_SUPPLIED TEXT_:

--- START ---

Just before 2017 comes to an end the Ecole Polytechnique Fédérale de Lausanne published in Nature magazine the results of a study and experiments into the theory that Alzheimer’s could be a metabolic disease. During aging and disease such as Alzheimer’s, cells suffer increasing damage and struggle to protect themselves and replace dysfunctional mitochondria. Since mitochondria provide energy to brain cells, leaving them unprotected in Alzheimer’s disease favors brain damage, giving rise to symptoms like memory loss over the years.
During the research they found out that by boosting mitochondria defenses in an Alzheimer’s disease model they not only enabled them to protect themselves, but that it also reduced the formation of amyloid plaques. The scientists identified two defense mechanisms that keep mitochondria in shape. There is the so called “mitochondrial unfolded protein response” (UPRmt), which protects mitochondria from stress (which the same team reported on earlier, read here). Secondly, a process called mitophagy, that recycles defective mitochondria. Both are important to delaying or preventing excessive mitochondrial damage during disease.
Note: a disease model is an animal or cells displaying all or some of the disease pathological processes that are observed in the actual human or animal disease. Studying disease models aids understanding of how the disease develops and testing potential treatment approaches. It is however not the actual disease.

--- END ---

Referring expression data:
--- START ---

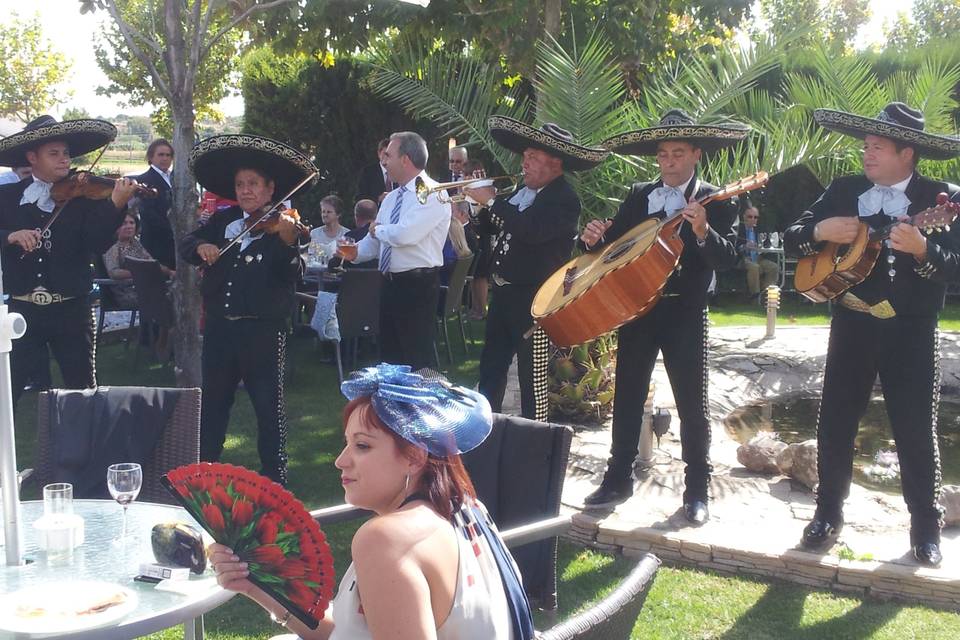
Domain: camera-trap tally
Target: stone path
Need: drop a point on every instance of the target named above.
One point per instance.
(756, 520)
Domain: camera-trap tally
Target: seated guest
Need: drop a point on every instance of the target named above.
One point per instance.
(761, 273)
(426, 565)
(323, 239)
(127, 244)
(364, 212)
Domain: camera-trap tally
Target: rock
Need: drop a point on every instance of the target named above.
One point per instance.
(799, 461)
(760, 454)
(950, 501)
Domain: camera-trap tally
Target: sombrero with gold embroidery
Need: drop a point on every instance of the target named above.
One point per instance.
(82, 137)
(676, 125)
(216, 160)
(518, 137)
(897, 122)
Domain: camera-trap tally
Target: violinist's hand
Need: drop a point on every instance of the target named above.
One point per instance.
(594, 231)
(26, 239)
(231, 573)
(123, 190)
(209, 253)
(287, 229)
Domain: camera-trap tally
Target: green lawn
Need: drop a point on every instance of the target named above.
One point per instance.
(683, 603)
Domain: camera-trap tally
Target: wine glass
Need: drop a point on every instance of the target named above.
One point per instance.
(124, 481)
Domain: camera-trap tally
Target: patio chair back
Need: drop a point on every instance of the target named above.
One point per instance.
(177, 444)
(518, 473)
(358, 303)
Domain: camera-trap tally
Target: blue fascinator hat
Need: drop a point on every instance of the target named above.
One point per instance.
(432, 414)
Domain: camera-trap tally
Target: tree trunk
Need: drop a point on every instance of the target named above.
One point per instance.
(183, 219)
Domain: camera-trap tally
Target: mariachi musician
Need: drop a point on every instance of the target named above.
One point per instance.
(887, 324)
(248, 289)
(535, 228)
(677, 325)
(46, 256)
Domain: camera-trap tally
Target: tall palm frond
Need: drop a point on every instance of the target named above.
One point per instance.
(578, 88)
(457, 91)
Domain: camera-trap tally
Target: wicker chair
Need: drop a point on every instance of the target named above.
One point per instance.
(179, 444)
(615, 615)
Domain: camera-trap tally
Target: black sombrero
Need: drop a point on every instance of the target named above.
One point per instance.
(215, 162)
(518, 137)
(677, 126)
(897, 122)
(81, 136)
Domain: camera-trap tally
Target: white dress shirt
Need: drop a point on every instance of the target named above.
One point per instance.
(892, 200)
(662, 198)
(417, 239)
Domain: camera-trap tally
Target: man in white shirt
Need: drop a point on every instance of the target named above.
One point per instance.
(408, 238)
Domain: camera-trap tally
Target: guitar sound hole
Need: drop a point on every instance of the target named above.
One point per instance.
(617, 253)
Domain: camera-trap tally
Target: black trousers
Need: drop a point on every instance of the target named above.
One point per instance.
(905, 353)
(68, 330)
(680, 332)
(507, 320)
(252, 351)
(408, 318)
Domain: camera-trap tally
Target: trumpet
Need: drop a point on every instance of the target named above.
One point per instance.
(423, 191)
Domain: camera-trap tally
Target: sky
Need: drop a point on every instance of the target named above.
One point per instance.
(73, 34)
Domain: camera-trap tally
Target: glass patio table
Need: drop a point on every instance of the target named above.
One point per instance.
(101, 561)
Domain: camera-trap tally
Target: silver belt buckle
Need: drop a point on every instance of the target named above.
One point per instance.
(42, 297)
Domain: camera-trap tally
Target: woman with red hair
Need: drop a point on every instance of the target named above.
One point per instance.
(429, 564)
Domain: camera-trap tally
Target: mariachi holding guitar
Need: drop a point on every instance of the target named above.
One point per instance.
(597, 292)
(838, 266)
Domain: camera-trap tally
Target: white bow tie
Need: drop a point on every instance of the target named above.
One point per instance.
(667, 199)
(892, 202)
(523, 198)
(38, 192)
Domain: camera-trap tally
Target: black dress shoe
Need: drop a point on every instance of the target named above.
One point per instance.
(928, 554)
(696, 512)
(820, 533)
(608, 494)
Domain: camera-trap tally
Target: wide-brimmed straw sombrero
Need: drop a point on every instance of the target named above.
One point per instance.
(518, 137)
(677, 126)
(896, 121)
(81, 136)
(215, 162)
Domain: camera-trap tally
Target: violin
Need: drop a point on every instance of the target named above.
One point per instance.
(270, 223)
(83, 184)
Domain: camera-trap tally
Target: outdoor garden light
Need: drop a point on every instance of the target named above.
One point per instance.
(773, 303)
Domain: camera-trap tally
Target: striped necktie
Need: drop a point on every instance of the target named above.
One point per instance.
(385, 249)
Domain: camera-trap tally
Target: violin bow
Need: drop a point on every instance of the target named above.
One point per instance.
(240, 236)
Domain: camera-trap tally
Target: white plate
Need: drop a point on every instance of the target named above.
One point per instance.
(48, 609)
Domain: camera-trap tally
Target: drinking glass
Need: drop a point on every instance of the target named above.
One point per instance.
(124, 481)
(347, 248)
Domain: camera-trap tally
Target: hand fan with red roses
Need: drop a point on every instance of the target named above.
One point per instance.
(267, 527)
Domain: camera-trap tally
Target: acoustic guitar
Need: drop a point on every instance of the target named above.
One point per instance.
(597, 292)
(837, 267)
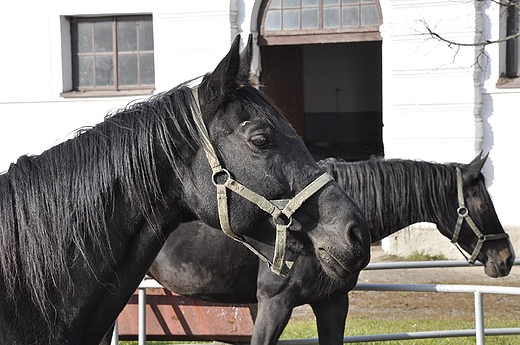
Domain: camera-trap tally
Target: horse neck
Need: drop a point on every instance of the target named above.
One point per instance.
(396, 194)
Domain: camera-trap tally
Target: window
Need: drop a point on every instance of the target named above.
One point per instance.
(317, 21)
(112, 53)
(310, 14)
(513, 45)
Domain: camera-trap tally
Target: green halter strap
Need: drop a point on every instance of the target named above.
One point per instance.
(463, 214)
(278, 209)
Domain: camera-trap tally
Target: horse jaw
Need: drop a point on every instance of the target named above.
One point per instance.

--- END ---

_STUDY QUESTIONS_:
[a] Answer these from the Alzheimer's research text:
(i) Which institution published the study, and in which magazine?
(ii) According to the text, what formation did boosting mitochondria defenses reduce?
(iii) What does the process called mitophagy do?
[b] List everything the "Note" paragraph of the Alzheimer's research text says about disease models.
Answer using only the Alzheimer's research text.

_YOUR WRITTEN ANSWERS_:
[a]
(i) The Ecole Polytechnique Fédérale de Lausanne, in Nature magazine.
(ii) The formation of amyloid plaques.
(iii) It recycles defective mitochondria.

[b]
- A disease model is an animal or cells displaying all or some of the pathological processes observed in the actual human or animal disease.
- Studying disease models aids understanding of how the disease develops.
- Studying disease models aids testing potential treatment approaches.
- A disease model is not the actual disease.